• _What is asked_:
Copy out each of the records below, keeping every line unchanged.
--- --- ---
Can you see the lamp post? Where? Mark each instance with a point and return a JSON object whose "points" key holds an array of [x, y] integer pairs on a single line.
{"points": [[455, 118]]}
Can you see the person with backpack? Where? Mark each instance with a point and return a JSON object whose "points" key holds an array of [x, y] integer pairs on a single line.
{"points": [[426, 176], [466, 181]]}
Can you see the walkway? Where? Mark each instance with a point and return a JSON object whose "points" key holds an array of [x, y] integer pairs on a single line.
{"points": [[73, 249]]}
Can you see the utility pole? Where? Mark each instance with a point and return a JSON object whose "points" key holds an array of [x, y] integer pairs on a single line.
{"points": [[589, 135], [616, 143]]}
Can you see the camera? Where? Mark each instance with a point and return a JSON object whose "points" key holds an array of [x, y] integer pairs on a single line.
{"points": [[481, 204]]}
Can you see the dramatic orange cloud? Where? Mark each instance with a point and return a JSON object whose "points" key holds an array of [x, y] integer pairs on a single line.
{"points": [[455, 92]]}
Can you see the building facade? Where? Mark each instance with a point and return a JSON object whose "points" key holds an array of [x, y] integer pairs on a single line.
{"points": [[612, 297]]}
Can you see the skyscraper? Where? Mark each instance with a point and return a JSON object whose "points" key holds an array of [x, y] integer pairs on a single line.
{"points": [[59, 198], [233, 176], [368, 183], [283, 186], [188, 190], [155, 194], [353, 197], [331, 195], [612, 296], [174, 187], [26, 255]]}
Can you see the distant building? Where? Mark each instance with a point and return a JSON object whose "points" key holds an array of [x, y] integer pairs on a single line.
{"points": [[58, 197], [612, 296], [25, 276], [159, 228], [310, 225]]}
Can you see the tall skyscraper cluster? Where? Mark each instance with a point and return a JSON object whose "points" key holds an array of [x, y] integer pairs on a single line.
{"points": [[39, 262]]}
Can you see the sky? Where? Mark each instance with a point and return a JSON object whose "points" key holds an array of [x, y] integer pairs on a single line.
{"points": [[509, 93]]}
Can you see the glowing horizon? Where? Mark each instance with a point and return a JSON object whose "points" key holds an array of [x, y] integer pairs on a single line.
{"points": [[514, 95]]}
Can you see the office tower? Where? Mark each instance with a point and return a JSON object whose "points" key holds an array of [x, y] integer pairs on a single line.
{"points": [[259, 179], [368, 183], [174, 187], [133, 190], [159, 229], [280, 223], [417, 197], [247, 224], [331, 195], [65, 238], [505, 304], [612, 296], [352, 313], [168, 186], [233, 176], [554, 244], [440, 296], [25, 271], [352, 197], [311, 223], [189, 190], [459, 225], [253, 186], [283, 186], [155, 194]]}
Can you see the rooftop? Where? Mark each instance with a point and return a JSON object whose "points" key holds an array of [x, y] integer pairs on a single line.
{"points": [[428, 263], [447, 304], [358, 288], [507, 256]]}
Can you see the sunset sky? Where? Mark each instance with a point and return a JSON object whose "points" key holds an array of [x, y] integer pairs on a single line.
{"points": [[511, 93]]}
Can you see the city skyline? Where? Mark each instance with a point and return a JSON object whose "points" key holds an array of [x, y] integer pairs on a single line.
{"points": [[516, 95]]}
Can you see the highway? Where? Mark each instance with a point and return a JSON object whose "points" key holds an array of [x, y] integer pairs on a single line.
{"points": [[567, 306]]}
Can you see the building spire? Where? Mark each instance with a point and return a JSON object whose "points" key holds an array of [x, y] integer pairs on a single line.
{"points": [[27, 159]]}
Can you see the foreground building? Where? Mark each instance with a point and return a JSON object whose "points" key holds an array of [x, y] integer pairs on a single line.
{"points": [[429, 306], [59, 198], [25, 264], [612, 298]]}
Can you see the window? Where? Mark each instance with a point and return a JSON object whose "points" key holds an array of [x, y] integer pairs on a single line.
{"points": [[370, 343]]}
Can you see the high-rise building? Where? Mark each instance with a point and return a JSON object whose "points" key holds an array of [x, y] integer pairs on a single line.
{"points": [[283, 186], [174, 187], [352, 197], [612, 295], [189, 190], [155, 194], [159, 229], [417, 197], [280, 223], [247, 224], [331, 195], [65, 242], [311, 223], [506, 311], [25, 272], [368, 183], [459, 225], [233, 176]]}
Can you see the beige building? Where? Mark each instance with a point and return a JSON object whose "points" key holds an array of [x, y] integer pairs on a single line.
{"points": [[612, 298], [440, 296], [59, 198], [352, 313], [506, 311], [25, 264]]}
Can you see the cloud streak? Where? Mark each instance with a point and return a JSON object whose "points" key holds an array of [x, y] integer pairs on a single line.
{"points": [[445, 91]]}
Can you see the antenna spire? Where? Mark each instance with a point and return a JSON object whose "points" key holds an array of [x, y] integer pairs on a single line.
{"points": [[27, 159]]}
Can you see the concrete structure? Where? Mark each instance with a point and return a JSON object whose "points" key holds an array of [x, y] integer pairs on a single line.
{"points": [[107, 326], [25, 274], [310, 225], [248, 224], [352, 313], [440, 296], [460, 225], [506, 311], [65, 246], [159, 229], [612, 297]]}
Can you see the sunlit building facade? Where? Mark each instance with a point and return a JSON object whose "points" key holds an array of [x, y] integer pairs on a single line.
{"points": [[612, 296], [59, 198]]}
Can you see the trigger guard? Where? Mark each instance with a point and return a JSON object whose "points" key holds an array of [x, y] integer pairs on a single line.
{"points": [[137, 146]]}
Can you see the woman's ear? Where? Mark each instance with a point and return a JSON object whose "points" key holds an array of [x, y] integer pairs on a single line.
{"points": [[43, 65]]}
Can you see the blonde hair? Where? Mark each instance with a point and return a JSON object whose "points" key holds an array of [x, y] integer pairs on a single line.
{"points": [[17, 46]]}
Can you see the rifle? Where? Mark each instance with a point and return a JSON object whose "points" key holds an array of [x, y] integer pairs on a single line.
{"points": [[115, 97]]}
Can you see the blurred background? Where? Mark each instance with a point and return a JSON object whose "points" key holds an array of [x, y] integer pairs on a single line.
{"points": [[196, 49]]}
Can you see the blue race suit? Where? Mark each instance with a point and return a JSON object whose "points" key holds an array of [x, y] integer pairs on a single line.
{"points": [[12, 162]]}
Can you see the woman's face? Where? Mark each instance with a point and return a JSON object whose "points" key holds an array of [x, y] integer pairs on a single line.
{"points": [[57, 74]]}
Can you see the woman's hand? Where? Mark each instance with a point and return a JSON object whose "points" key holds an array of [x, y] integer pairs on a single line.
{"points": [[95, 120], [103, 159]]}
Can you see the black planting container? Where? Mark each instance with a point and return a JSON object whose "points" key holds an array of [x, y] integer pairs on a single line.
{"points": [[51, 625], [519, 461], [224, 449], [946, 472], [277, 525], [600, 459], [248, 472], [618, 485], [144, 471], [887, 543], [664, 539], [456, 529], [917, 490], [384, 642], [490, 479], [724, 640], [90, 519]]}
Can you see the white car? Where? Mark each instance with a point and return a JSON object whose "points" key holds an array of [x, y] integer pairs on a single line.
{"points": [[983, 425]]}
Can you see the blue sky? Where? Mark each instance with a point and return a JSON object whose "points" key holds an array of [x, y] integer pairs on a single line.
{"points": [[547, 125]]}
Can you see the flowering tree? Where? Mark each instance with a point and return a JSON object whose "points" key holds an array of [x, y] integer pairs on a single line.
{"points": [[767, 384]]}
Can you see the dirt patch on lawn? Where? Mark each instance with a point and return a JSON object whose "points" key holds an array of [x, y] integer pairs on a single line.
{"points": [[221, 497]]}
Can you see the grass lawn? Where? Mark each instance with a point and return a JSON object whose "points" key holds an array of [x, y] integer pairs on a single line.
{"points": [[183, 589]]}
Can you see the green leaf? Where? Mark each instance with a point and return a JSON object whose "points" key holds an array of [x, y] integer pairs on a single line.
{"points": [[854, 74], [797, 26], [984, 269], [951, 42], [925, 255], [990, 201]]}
--- --- ---
• _Exercise response_:
Can you see the lamp post? Where? Mark each instance with a point and return a JSON object whose "points" key holds an array of [x, y] integer pairs on a single line.
{"points": [[455, 118]]}
Can you see the person with backpack? Where? Mark each instance with a point and return a JSON object whose "points" key holds an array of [x, y] integer pairs on a single line.
{"points": [[426, 176], [466, 181]]}
Can you see the walkway? Where? Mark each instance with a point and return a JSON object whose "points" key holds an array of [x, y] integer pairs on a single line.
{"points": [[73, 249]]}
Can you see the utility pole? Where? Mark each instance with a point and return a JSON object whose "points" key holds an array of [x, y] integer pairs on a single line.
{"points": [[589, 135], [616, 143]]}
Can you see the camera? Where? Mark each instance with a point and return a JSON object whose "points" key holds an array of [x, y] integer pairs on a single line.
{"points": [[481, 204]]}
Can you see the dramatic orange cloud? Where? Mark each instance with a point and return a JSON object whose "points" key holds an array of [x, y] integer pairs on a single line.
{"points": [[455, 92]]}
Can you see the building facade? Where? Mark each instance with a point and return a JSON object whose "points" key holds an array of [x, y] integer pairs on a single line.
{"points": [[612, 297]]}
Can you see the skyscraper? Where? Mark each instance with a point and return a JSON object whose "points" key holds an array of [x, y] integer pairs on a single line.
{"points": [[59, 198], [233, 176], [368, 183], [283, 186], [188, 190], [155, 194], [353, 197], [331, 195], [612, 296], [174, 187], [26, 255]]}
Can you see the distant building? Where? Mark each instance with a point and return a JSON object whose "points" key holds an array of [x, y] integer pairs on a single line.
{"points": [[58, 197], [612, 296], [25, 276], [159, 228], [310, 225]]}
Can you see the tall skyscraper cluster? Where? Mark each instance with a point and return a JSON object whose "points" key holds an array of [x, y] integer pairs on a single line.
{"points": [[39, 262]]}
Can you see the sky? Where? Mark each instance with a point and return a JSON object whose "points" key holds an array of [x, y] integer pairs on a single line.
{"points": [[509, 93]]}
Can you see the glowing horizon? Where? Mark each instance with a point and return a JSON object whose "points" key holds an array of [x, y] integer pairs on a single line.
{"points": [[514, 95]]}
Can you see the office tower? Where? Mark each instance with a point and return a JSON object whose "points" key holds an array of [x, y] integer pairs on a single line.
{"points": [[259, 179], [368, 183], [174, 187], [133, 190], [159, 229], [280, 223], [417, 197], [247, 224], [331, 195], [65, 238], [505, 304], [612, 296], [352, 313], [168, 186], [233, 176], [554, 244], [440, 296], [25, 271], [352, 197], [311, 223], [189, 190], [459, 225], [253, 186], [283, 186], [155, 194]]}
Can you see the rooftop? Where? Mark each instance with a point and return a JSON object whose "points" key holds an array of [x, y] integer pairs on a single line.
{"points": [[428, 263], [447, 304], [358, 288], [507, 256]]}
Can you see the sunset sky? Where? Mark each instance with a point and return a JSON object whose "points" key holds an array of [x, y] integer pairs on a single line.
{"points": [[511, 93]]}
Can you see the city skyline? Where? Mark each instance with a point and return a JSON object whose "points" key holds an array of [x, y] integer pairs on a single line.
{"points": [[516, 95]]}
Can you see the highway? Where? Mark each instance with a point and return a JSON object whose "points" key holds an array of [x, y] integer pairs on a single line.
{"points": [[567, 306]]}
Can you see the building spire? Where? Mark each instance with a point and return a JSON object whose "points" key holds an array of [x, y] integer pairs on a single line.
{"points": [[27, 159]]}
Can you see the foreground building? Where? Mark each instance with a point and return a JSON object whose "points" key holds an array of [x, y] integer pairs on a single line.
{"points": [[429, 306], [59, 198], [25, 264], [612, 298]]}
Can you see the window? Where? Mark each instance with a point and return a JSON object whose "points" key holds an array of [x, y] integer pairs on a single line.
{"points": [[370, 343]]}
Can you see the high-rise building? Where? Mark each instance with a point and return a JSON object whose "points" key holds an array of [x, y] integer pairs on a single line.
{"points": [[283, 186], [174, 187], [352, 197], [612, 295], [189, 190], [155, 194], [159, 229], [417, 197], [280, 223], [247, 224], [331, 195], [65, 242], [311, 223], [506, 311], [25, 272], [368, 183], [459, 225], [233, 176]]}
Can you see the beige building? Where? Mark each instance with a point and return a JSON object whose "points" key holds an array of [x, y] integer pairs on a single line.
{"points": [[612, 298], [440, 296], [59, 198], [352, 313], [506, 311], [25, 264]]}
Can you see the cloud streak? Where? Mark each instance with a point and return a JSON object whose "points" key holds an array of [x, y] integer pairs on a single line.
{"points": [[445, 91]]}
Can you see the antenna spire? Where? Mark each instance with a point and return a JSON object whose "points" key holds an array of [x, y] integer pairs on a single line.
{"points": [[27, 159]]}
Can you see the concrete structure? Where? Mark each instance with a point and return a JSON object whose "points" key holds an array of [x, y] integer pairs on a single line.
{"points": [[107, 326], [25, 274], [310, 225], [248, 224], [352, 313], [440, 296], [460, 225], [506, 311], [65, 246], [159, 229], [612, 297]]}
Can you see the sunlit building facade? Where? Mark each instance with a point and return a JSON object whose "points" key holds an array of [x, y] integer pairs on a single line.
{"points": [[612, 296], [59, 198]]}
Can you see the trigger guard? Where? Mark each instance with a point and return a JSON object whose "points" key holds an array of [x, y] integer pairs on a single line.
{"points": [[137, 146]]}
Can you see the woman's ear? Where? Mark each instance with a point and return a JSON object whose "points" key holds an array of [x, y] integer pairs on a single line.
{"points": [[43, 65]]}
Can you see the blonde hair? Where? Mark each instance with a point and return a JSON object whose "points" key holds an array of [x, y] integer pairs on a single line.
{"points": [[17, 46]]}
Can you see the rifle? Where? Mark each instance with a point and return a JSON object whose "points" key holds an array of [x, y] integer pairs on a single line.
{"points": [[115, 97]]}
Can you see the blurred background? Where? Mark each instance with a point and return a JSON object whose "points" key holds an array of [x, y] integer pairs on a single line.
{"points": [[196, 49]]}
Can you see the blue race suit? Where? Mark each instance with a point and return a JSON object whose "points" key holds an array of [x, y] integer pairs on a single line.
{"points": [[12, 162]]}
Can you see the woman's face? Where? Mark each instance with a point and return a JSON object whose "points" key holds an array of [x, y] integer pairs on a single line.
{"points": [[57, 74]]}
Can you see the woman's hand? Where? Mark each instance with a point and return a JSON object whose "points" key holds an array of [x, y] integer pairs on a single line.
{"points": [[95, 120], [103, 159]]}
Can you see the black planting container? Where? Mark each instance with a point and return a JSON object whose "points" key holds an array of [x, y] integer pairs on a single line.
{"points": [[51, 625], [519, 461], [224, 449], [946, 472], [277, 525], [600, 459], [248, 472], [618, 485], [144, 471], [887, 543], [664, 539], [456, 529], [917, 490], [384, 642], [490, 479], [724, 640], [90, 519]]}
Can you see the white car? Where? Mark each instance with a point and return a JSON object whose "points" key holds an array of [x, y] integer pairs on a single line.
{"points": [[983, 425]]}
Can you see the blue sky? Where? Mark each instance with a point and return a JSON object whose "points" key holds an array of [x, y] integer pairs on a single line.
{"points": [[547, 125]]}
Can you see the flowering tree? Where? Mark each instance with a point and return a JSON object whose "points" key holds an array of [x, y] integer pairs on a single line.
{"points": [[767, 384]]}
Can you see the dirt patch on lawn? Where? Mark each instance with a point and return a JSON object whose "points" key holds an array of [x, y] integer pairs on a single line.
{"points": [[221, 497]]}
Can you see the grass lawn? Where? Mark each instance with a point and return a JSON object whose "points" key holds an array of [x, y] integer pairs on a single line.
{"points": [[183, 589]]}
Can you see the green leaf? Where? Mark each instance with a point and return a JSON object whose "points" key holds an array of [x, y] integer pairs on a single line.
{"points": [[854, 74], [797, 26], [984, 269], [951, 42], [925, 255], [990, 201]]}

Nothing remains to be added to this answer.